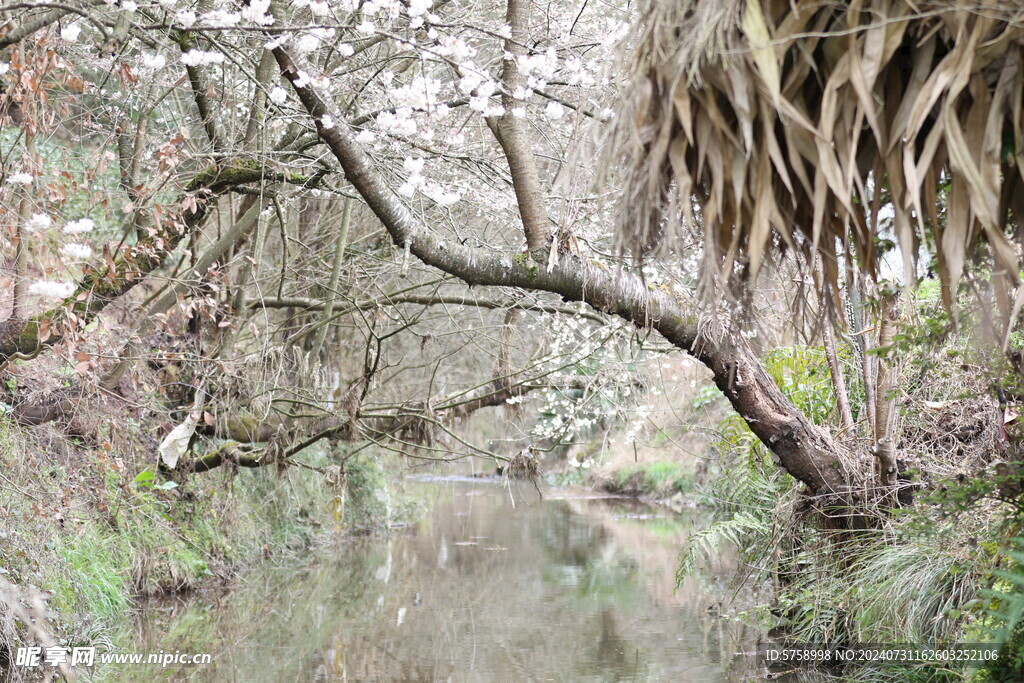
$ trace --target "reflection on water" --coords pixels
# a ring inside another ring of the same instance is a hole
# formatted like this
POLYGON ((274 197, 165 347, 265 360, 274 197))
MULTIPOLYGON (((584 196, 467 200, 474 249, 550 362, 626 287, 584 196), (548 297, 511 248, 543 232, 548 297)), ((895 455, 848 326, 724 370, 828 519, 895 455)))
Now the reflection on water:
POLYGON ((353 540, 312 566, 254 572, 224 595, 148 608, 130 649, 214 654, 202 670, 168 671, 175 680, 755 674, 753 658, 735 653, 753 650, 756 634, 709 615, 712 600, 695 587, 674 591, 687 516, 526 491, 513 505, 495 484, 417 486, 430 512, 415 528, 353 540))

################

■ **EXERCISE GOAL**
Please print all the lines above exactly as given and leave out every picture.

■ **RESULT**
$ trace --target "reflection on water" --coords pixels
# a ring inside another ring of the same instance is a hole
# formatted like this
POLYGON ((274 197, 165 347, 265 360, 274 197))
MULTIPOLYGON (((584 196, 467 200, 474 249, 550 362, 626 287, 584 196), (548 297, 511 248, 543 232, 548 297)), ((895 455, 848 326, 724 370, 828 519, 895 455)))
Now the reflection on water:
POLYGON ((353 540, 312 566, 254 572, 224 595, 148 608, 130 649, 214 654, 202 670, 168 671, 175 680, 755 674, 753 658, 735 653, 753 650, 756 634, 709 615, 712 600, 695 587, 674 591, 687 516, 526 491, 513 505, 495 484, 417 486, 430 512, 415 528, 353 540))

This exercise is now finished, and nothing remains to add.